EXERCISE BRIEF:
Extract every text line from the rows below, reproducing each one verbatim and leaving out the pictures.

— start PROVIDED INFORMATION —

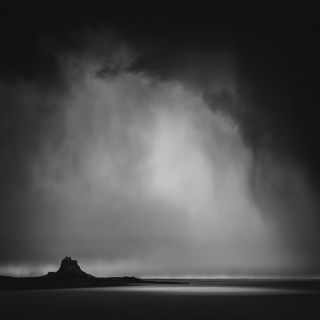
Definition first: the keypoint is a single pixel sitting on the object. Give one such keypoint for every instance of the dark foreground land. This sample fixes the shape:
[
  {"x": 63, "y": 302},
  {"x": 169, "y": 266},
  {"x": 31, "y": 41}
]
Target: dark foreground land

— end PROVIDED INFORMATION —

SOLUTION FOR THIS PROBLEM:
Definition first: the keypoint is a single pixel sitting on the object. Give one such keypoint for every instance of the dark foreground land. This sample fixes the shape:
[
  {"x": 63, "y": 302},
  {"x": 169, "y": 266},
  {"x": 31, "y": 41}
]
Target: dark foreground land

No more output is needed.